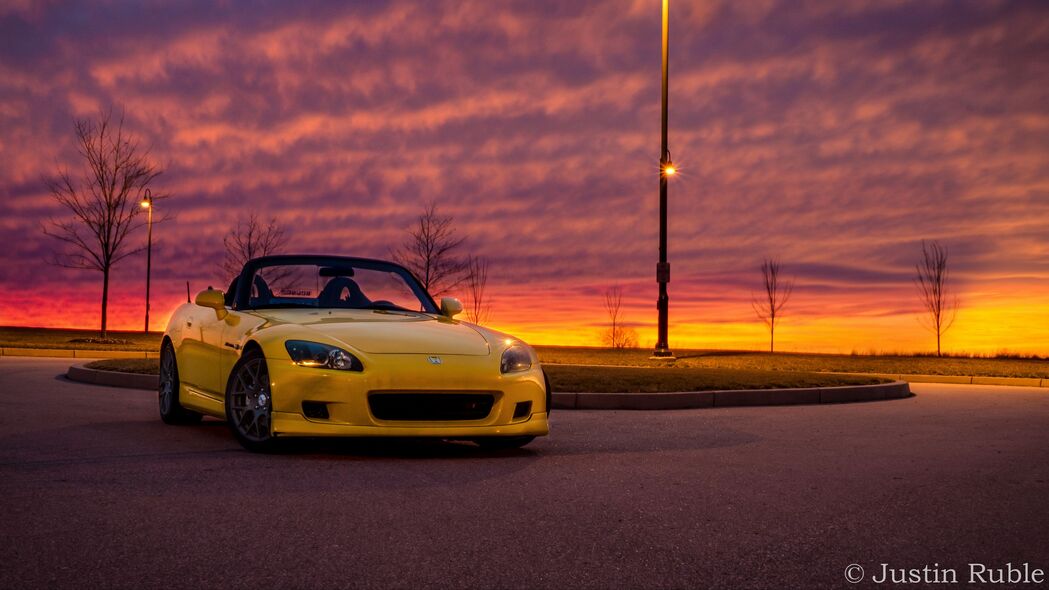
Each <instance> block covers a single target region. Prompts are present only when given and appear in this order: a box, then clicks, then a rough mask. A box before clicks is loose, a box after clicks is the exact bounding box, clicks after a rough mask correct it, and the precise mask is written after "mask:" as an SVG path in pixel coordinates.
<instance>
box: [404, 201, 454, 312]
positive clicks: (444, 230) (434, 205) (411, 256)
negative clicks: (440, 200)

==

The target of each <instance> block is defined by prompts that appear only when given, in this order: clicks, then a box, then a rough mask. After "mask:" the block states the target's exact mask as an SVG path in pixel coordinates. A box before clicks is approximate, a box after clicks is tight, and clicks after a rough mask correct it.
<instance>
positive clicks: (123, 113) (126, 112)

- [Action item]
Duplicate everything in the data from the line that contains "Each <instance> block covers" down to the line that contains "negative clicks: (440, 200)", including both of those lines.

- [Answer box]
Each <instance> block covers a single target region. Prompts are present only when given and appear in this order: a box, then clicks, then a rough mask. A box before clicks is loose, a box after clicks is the exact bounding box, clicks after a rough mask correct it, and the precise mask is written after "mask:" as an SVG path in pixel coordinates.
<instance>
box: [404, 201, 454, 312]
positive clicks: (444, 230) (434, 205) (411, 256)
negative clicks: (440, 200)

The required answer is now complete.